## WHAT TO WORK ON
Copy exactly the lines of the data below that run from the line holding "Query: hazy distant mountain" through the line holding "of the green", both ends included.

** Opening THE RECORDS block **

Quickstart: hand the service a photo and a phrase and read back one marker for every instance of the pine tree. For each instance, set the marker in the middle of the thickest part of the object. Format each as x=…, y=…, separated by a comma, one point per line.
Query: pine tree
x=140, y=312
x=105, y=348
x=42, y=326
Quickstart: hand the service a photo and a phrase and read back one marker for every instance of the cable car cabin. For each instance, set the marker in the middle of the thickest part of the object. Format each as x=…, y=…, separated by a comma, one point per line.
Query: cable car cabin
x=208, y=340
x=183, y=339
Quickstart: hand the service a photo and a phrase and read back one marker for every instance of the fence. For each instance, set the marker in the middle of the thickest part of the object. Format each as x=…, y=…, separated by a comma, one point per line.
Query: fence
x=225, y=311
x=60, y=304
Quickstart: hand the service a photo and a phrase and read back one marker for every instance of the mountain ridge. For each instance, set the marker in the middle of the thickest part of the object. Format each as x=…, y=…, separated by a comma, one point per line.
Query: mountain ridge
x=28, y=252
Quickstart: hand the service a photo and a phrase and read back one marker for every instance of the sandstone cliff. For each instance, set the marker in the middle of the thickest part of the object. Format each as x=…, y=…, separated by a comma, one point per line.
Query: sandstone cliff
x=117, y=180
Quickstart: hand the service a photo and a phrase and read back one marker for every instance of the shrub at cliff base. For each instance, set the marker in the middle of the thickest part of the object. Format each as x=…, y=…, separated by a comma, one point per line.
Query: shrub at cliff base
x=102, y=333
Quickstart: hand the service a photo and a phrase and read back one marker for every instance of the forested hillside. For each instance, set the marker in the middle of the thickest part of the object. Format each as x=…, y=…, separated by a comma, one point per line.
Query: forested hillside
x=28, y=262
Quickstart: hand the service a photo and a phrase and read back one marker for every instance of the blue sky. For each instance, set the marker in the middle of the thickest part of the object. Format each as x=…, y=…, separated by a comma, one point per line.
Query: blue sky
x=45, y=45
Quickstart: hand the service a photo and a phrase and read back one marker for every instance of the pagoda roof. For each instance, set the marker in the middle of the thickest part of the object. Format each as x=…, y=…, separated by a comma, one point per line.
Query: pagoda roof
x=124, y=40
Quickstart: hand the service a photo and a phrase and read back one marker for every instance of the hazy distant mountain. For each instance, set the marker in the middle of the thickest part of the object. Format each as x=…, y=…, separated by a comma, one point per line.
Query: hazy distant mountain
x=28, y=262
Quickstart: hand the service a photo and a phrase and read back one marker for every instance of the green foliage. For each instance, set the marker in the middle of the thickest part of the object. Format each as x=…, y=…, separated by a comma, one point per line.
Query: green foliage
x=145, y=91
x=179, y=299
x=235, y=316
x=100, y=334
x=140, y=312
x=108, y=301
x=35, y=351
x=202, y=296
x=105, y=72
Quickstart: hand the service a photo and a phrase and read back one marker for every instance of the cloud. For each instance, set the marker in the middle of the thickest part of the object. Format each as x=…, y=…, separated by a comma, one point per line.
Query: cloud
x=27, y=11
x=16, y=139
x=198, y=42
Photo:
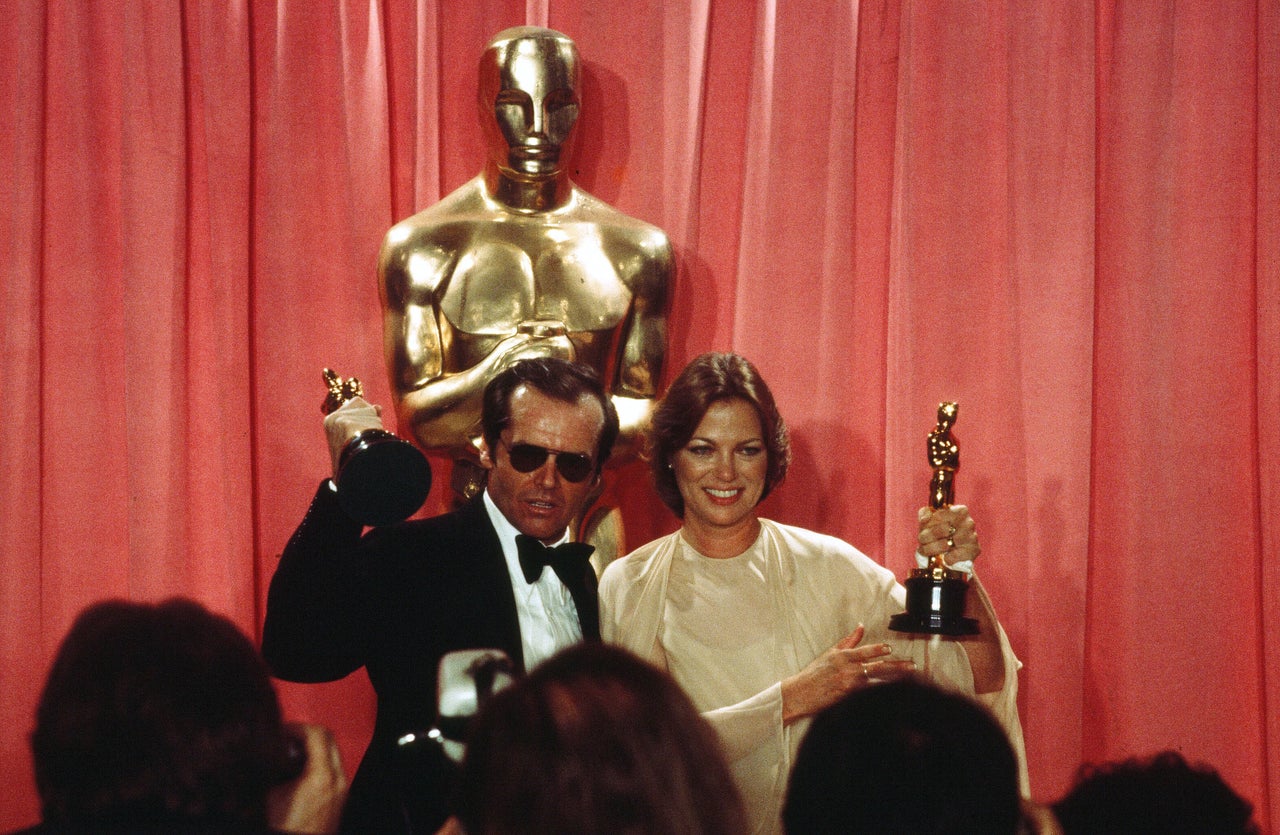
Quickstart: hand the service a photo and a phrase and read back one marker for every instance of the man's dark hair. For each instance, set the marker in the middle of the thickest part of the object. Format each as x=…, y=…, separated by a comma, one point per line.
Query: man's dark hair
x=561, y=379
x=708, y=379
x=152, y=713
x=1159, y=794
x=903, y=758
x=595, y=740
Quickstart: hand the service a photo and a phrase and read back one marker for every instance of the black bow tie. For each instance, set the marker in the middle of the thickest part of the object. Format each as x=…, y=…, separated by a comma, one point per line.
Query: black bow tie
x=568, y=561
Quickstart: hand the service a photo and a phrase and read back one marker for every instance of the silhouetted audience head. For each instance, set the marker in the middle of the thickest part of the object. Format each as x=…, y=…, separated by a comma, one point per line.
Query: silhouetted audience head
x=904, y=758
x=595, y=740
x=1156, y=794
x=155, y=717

** Closing THE RECORDS block **

## EXERCISE ANSWER
Query: hazy distant mountain
x=28, y=262
Quickstart: hand the service a photo and a phrase and read back one marker for every instance of the green foliage. For each instance, set the marker in the middle of the thickest part of the object. Format each as x=…, y=…, separated by a comma, one point per line.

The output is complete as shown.